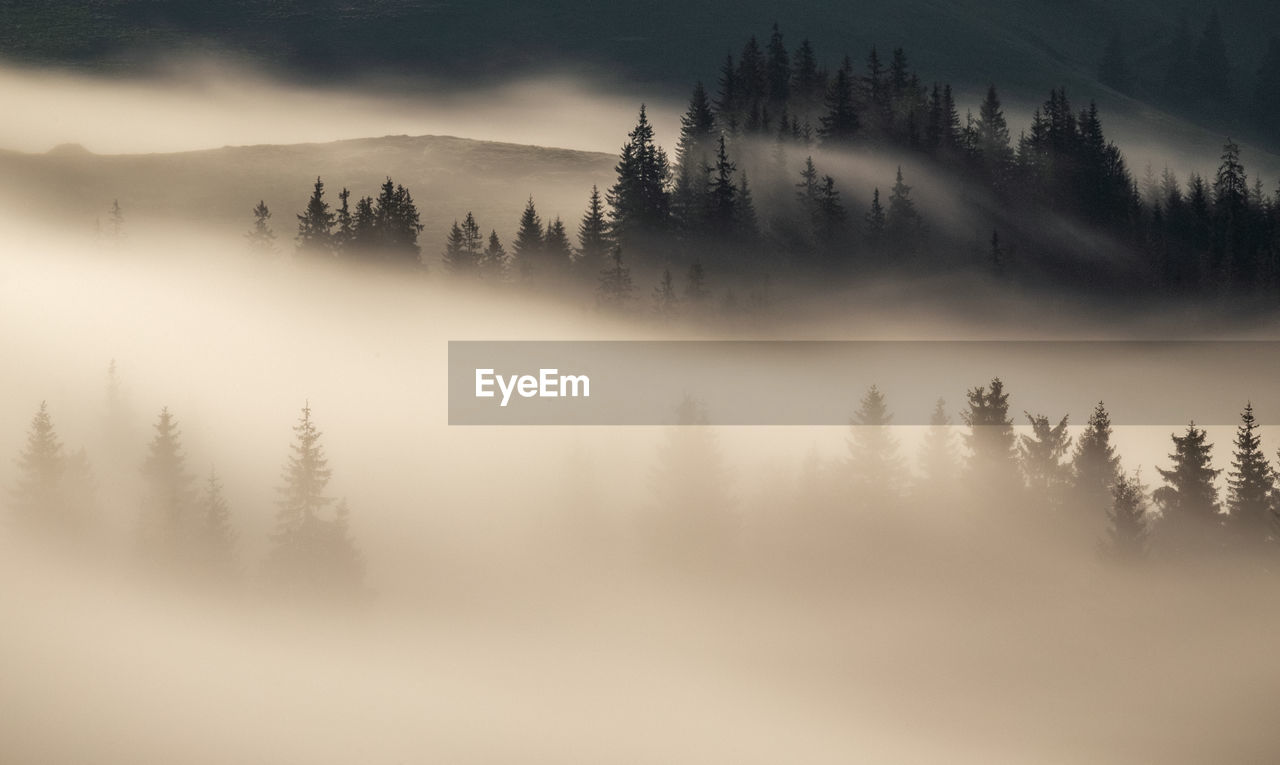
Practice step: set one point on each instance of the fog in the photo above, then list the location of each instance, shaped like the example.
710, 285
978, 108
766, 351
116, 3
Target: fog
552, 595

####

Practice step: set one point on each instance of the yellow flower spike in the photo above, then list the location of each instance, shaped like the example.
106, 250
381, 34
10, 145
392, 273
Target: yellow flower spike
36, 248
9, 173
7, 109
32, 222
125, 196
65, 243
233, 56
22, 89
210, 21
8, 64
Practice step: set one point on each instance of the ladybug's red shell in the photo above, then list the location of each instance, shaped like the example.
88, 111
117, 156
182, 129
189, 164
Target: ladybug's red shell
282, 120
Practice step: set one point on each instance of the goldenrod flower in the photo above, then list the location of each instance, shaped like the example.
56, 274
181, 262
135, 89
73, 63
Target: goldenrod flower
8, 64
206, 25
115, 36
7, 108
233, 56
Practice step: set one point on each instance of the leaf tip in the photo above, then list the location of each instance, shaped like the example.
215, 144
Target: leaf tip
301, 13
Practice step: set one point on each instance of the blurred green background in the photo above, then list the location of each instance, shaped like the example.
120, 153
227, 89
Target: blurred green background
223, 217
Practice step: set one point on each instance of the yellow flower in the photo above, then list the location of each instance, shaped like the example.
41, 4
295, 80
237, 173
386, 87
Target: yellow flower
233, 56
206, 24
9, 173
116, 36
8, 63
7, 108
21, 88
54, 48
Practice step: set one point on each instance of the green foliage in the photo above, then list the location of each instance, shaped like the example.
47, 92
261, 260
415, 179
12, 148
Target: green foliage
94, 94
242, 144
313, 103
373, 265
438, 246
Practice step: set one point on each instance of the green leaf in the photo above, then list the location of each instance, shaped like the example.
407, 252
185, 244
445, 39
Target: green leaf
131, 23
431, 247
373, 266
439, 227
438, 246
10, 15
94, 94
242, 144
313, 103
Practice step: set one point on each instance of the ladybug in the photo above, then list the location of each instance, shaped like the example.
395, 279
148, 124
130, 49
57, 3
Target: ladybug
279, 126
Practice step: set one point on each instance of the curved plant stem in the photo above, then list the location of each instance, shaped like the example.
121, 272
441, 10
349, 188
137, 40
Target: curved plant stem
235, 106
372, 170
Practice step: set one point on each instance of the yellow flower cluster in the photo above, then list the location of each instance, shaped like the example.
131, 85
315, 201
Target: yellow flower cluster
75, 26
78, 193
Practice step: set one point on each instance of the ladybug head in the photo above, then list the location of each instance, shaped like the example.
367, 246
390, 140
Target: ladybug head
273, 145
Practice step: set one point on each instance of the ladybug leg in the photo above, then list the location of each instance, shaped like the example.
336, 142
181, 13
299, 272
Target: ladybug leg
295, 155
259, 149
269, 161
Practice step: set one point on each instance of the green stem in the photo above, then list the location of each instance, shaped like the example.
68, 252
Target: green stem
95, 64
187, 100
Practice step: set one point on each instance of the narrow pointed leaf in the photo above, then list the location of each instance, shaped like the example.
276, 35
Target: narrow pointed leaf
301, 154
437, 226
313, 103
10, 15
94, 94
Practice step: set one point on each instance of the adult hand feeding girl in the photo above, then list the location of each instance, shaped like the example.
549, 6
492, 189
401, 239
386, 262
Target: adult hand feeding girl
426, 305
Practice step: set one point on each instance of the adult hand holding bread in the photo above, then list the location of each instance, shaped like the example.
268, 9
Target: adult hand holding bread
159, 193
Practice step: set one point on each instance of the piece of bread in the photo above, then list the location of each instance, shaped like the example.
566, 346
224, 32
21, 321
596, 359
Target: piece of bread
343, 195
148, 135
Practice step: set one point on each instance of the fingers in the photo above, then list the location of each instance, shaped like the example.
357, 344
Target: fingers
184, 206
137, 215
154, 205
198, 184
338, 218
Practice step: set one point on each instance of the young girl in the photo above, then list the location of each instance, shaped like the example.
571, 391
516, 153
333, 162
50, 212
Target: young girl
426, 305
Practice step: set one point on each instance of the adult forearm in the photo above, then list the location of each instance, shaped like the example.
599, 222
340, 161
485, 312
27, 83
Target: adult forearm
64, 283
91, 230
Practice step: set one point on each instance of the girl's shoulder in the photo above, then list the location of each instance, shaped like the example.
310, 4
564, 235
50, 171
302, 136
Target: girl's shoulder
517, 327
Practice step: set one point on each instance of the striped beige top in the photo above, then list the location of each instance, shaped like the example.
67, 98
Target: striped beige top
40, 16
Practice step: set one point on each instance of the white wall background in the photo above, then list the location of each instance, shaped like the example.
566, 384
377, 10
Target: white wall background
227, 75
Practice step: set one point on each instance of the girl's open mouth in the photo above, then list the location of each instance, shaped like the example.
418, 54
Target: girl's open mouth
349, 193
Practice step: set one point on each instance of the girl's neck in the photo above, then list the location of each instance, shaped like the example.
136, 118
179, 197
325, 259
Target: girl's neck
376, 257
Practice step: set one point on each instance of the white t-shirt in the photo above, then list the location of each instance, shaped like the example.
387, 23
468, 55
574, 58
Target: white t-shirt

####

▸ What the task requires: Of all the entries above, output exactly the lines between the one holding "Target: girl's shoulder" and the one holding "Target: white t-shirt", inclusive.

▸ Solution below:
Target: girl's shoulder
517, 327
Practice step: set one point on each instance of the striped beige top in the photo above, then list the location of each instance, shaped like the example.
67, 98
Target: striped beige top
40, 16
Practice step: set one point on each instance of the white wall background in the photo above, then list the location of each instance, shaped like the example.
566, 384
377, 10
Target: white wall background
227, 75
Practice step: set one point on each instance of the girl's open mouth in the photo above, then list the location of each instance, shaped like the example.
418, 54
Target: girl's open mouth
349, 193
Practice step: set one point on each instance of the girl's neck in the photo above, then list the location of each instance, shaped like the example.
136, 118
179, 197
325, 259
Target: girl's neck
376, 257
Practice step: set one point on each instance of the white t-shirt in the photo above, then list the location of each instance, shaped like the example.
387, 23
468, 55
574, 58
Target: white t-shirt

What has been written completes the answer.